Exercise details. Please repeat all of the listing exactly.
--- START ---
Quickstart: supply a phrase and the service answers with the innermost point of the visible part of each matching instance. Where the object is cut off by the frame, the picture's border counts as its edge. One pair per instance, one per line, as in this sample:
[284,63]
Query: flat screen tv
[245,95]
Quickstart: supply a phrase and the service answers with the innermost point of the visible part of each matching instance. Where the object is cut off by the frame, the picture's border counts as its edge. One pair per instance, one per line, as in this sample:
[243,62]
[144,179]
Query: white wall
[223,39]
--- END ---
Task output.
Quickstart: supply a phrase and the service answers with the innermost point of the visible part of each matching instance. Where the object is cut off by the frame, the picture's border counts as its edge. One pair per instance, one per line, as in this sample:
[284,63]
Query: flat screen tv
[245,95]
Quickstart: supply a phrase and the service answers with the innermost point of the visible part of each matching instance. Where the object is cut off by the frame, the picture's border counts as its edge. One pair per instance, one per line, as in this sample:
[243,62]
[144,179]
Query: white wall
[223,39]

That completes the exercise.